▶ **DOCUMENT EXTRACT**
────────────────────────────────────────
Another set of private, for-profit companies now oversee the clinical trials themselves, adding another interested party to the process. The growth of these “Contract Research Organizations” (CROs) is one of the biggest changes in the medical-research field over the past 20 years, say many in the field locally. Some argue this change is for the better, and even many skeptics agree that CROs often manage trials more efficiently than academic institutions. “I think the quality of the research and the quality of the data collected is actually better now, because of the growth of the CRO industry,” says Douglas Gregory. His CRO, Cardiovascular Clinical Studies, offers planning, clinical development, and, yes, assistance in authorship. “We’ll assist them in writing the article,” says Gregory. “It’s done in a very collegial fashion.”
The entire executive team of Gregory’s company consists of doctors currently affiliated with Tufts-NEMC or the Tufts University School of Medicine — including its chief scientific officer, Marvin Konstam, author of the Vioxx-is-safe study already mentioned. Another local CRO, Boston Clinical Trials, is mostly staffed with doctors affiliated with Tufts or St. Elizabeth’s.
Then there are the consultants, who provide a range of marketing services, including clinical research, to pharma and biomed companies. One of Boston-based Analysis Group’s service areas is “managing scientific and medical outcomes.” Waltham’s Decision Resources “offers a rich array of research publications advisory services.” In Cambridge, Abt Associates vice-president Chris Pashos co-authored 10 articles published just last year. A company called i3 Innovus, which co-authored 16 medical-journal articles last year, “provides integrated scientific strategies and solutions throughout the pharmaceutical product lifecycle.” It has a Boston office which is home base to its vice-president of US operations, Milton Weinstein, a Harvard Medical School and Harvard School of Public Health professor.
Matter of trust
This burgeoning field of industry-paid ghostwriters inevitably leads to concerns about the spinning of the data. Gwosdow admits that the pressure is there. “If they try to stretch the data — which I certainly have had companies do — I bring it to their attention,” she says. Usually, “we can find words that the data can support.”
Gwosdow once walked away from a ghostwriting job, when the client wanted to stretch the data further than she was comfortable with. But, she acknowledges, for all she knows, the company found someone else to do it, and then found a journal to publish it.
Or the company could bury the bad data. One study found that a quarter of all large clinical trials presented at annual oncology meetings were never published. And industry-sponsored research that does get published is five times more likely to have a positive conclusion about the sponsor’s drug than independently sponsored research — regardless of the prestigious academic institution’s name on the article — another study concluded.
“The sources of knowledge that doctors have been trained to trust have been taken over by the medical marketing community,” says Abramson. “We can never trust what we’re reading.”
────────────────────────────────────────
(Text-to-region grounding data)
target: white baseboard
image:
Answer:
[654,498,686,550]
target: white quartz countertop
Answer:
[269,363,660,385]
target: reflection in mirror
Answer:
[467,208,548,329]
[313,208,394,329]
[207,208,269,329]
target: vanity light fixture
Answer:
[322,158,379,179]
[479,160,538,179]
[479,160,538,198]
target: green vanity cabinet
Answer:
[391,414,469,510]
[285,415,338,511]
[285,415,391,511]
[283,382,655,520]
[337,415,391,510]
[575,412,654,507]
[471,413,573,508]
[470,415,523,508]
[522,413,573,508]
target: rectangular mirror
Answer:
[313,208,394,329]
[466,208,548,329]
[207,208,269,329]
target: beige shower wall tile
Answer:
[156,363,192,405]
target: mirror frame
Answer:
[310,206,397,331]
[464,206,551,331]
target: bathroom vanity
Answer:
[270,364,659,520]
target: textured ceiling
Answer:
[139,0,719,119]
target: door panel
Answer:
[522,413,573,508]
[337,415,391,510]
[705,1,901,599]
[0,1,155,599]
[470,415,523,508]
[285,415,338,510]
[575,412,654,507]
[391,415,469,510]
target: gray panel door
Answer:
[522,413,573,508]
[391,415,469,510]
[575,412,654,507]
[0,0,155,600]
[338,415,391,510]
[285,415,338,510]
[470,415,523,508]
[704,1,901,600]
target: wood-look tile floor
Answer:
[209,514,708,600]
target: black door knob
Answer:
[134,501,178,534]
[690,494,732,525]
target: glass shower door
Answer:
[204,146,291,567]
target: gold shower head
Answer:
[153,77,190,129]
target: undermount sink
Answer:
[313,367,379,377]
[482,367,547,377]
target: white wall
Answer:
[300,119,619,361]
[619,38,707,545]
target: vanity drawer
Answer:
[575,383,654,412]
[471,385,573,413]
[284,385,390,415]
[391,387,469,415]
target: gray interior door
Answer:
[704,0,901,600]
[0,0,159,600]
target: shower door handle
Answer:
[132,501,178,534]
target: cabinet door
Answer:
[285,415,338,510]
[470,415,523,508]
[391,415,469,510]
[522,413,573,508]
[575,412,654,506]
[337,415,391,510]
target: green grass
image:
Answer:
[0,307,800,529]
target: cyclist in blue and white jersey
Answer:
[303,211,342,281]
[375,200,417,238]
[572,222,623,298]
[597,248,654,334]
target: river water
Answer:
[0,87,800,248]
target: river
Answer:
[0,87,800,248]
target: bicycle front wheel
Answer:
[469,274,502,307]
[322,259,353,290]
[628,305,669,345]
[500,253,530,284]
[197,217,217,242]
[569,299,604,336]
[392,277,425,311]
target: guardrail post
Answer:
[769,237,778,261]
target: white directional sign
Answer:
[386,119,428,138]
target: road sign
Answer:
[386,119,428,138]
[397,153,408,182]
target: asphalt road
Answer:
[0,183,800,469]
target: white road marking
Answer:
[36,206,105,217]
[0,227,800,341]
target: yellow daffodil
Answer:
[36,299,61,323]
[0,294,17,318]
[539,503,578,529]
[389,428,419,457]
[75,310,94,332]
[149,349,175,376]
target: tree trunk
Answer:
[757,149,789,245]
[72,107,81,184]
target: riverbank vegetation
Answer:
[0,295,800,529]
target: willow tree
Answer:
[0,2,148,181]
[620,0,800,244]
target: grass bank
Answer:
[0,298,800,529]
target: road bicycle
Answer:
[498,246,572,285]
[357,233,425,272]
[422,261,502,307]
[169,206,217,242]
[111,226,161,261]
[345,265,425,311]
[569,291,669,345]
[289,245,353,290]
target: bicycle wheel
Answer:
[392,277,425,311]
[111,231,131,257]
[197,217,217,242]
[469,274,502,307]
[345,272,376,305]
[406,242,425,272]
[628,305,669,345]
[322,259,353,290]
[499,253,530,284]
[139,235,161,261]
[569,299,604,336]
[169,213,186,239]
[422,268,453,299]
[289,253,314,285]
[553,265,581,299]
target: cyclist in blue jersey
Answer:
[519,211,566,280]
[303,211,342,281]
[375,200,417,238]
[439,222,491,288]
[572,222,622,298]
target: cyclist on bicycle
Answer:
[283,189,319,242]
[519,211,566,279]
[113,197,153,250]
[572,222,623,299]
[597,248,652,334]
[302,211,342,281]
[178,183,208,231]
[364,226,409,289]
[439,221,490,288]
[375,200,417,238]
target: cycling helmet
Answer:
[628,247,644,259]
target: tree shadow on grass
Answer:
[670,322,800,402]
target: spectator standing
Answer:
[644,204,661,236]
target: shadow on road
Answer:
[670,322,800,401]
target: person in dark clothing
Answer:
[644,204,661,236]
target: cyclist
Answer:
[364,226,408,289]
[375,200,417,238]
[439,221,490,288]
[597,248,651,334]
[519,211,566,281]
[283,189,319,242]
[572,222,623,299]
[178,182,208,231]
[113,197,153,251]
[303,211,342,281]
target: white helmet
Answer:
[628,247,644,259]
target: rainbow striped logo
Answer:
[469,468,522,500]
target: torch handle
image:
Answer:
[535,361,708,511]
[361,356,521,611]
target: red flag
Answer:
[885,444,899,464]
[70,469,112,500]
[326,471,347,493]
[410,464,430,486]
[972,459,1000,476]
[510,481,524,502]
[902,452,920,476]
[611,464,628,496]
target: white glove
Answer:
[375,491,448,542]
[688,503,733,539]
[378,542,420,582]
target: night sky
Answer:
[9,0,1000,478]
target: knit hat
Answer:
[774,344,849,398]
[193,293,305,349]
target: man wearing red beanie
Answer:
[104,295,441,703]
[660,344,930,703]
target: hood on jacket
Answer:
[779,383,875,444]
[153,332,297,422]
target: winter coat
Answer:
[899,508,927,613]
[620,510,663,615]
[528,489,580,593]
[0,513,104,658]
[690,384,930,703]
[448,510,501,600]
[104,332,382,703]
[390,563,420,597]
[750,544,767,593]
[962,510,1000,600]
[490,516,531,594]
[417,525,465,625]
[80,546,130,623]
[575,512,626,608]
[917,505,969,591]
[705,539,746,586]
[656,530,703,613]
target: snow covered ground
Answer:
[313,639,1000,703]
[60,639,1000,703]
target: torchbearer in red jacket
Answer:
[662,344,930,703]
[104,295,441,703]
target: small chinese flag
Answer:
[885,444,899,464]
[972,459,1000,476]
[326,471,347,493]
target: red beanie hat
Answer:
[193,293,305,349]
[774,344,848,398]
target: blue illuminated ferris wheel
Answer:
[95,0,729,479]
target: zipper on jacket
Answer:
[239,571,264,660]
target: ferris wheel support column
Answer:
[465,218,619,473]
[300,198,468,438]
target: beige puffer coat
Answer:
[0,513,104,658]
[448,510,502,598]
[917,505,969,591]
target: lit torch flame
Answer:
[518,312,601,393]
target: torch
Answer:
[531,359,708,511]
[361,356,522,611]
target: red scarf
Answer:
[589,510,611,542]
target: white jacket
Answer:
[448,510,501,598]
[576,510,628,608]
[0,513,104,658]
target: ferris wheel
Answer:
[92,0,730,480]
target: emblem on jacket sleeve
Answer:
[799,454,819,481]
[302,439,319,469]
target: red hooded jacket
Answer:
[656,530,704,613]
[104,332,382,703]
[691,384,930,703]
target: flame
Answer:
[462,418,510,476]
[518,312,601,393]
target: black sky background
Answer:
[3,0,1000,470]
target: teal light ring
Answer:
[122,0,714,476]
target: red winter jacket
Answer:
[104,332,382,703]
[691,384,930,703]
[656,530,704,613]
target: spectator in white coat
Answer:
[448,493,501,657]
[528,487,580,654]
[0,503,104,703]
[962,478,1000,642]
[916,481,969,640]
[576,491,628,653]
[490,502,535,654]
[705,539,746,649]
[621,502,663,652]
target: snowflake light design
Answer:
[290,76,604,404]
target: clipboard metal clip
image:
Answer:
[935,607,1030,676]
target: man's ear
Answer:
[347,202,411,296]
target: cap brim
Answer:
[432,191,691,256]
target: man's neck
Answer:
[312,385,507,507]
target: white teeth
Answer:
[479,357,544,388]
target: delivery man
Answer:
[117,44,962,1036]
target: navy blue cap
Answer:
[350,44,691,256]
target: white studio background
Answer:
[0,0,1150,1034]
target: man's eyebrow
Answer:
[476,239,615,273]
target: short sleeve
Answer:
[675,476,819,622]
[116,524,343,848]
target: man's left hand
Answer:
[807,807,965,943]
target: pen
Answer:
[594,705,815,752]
────────────────────────────────────────
▶ **WHAT THIS EXERCISE ASKS**
**A.** Rewrite as a short list the paragraph of the article on medical ghostwriting that begins "Or the company could bury the bad data." Keep its main facts.
**B.** Say whether each statement agrees with the article on medical ghostwriting. Answer yes or no and quote the deciding words. (i) Gwosdow once turned down a ghostwriting job. (ii) Boston Clinical Trials is mostly staffed with doctors affiliated with Harvard. (iii) i3 Innovus co-authored 10 medical-journal articles last year.

▶ **ANSWERS TO THE EXERCISES**
**A.**
- A company could also bury unfavorable data.
- One study found that a quarter of all large clinical trials presented at annual oncology meetings were never published.
- Another study concluded that published industry-sponsored research is five times more likely than independently sponsored research to reach a positive conclusion about the sponsor's drug. This holds regardless of the prestigious academic institution's name on the article.

**B.**
(i) Yes: "Gwosdow once walked away from a ghostwriting job"
(ii) No: "mostly staffed with doctors affiliated with Tufts or St. Elizabeth’s"
(iii) No: "co-authored 16 medical-journal articles last year"